→ **CONSIGNE**
Répondez à ces questions sur le texte fourni :
1. Dans quel type d'établissement Nathalie Younès observe-t-elle la mise en œuvre de l'évaluation par compétences ?
2. Pour les élèves, que représente la note de la copie ?
3. Selon N. Younès, les pratiques d'évaluation des enseignants font-elles l'objet d'échanges collectifs ?

Compétences : jeter le bébé avec l'eau du bain ?
Evaluation
Le symposium va discuter la notion de compétences en éducation. Attention, risque de turbulence.

younesNathalie Younès (Clermont) essaie de comprendre comment  la prescription de l'évaluation par compétences se met en oeuvre dans un collège "ordinaire", sans formation ni accompagnement particulier, comme c'est généralement le cas. Elle met sous sa loupe les pratiques d'enseignants en matière d'évaluation des compétences rédactionnelles, dans un établissement dont les élèves eux-mêmes jugent que l'ambiance n'est pas au travail soutenu. Lorsqu'elle interroge les enseignants sur le sens qu'ils donnent à l'évaluation, ils sont relativement peu satisfaits de leurs pratiques, un peu coincés entre la volonté de ne pas stigmatiser les élèves en difficultés et de continuer à pouvoir étalonner le niveau des uns et des autres. Les élèves sont plus directs : pour eux, la note de la copie, c'est l'attribution de valeur et de rang dans la classe. Il faut dire que nombre d'entre eux ne voient pas forcément non plus à quoi leur sert d'apprendre à produire des textes, si ce n'est pour rédiger une lettre de motivation... Selon ses observations, N. Younès considère que chaque enseignant bricole ses pratiques d'évaluations sans en être très content, mais sans que ce soit un objet d'échanges  collectifs. Peut-on pratiquer une "évaluation encourageante" sans être considéré comme un prof laxiste par ses pairs et par les élèves ? Comment ne pas passer trop de temps à réaliser des évaluations dont on n'est même pas sûr qu'elles changent quoi que ce soit  ? Dans un contexte social où élèves et familles semblent surtout chercher dans les notes un moyen de "passer" dans les bonnes filières, de décrocher les diplômes ou d'obtenir des places, rien qui  semble susceptible de susciter des évolutions dans les pratiques et représentations des uns et des autres...

→ **DONNÉES FOURNIES**

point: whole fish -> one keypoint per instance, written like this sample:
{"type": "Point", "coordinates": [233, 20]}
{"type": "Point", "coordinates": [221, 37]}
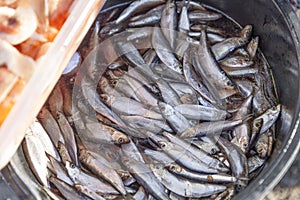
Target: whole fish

→ **RÉPONSE RÉDIGÉE**
1. Dans un collège « ordinaire », sans formation ni accompagnement particulier.
2. L'attribution de valeur et de rang dans la classe.
3. Non : chaque enseignant bricole ses pratiques d'évaluation sans que ce soit un objet d'échanges collectifs.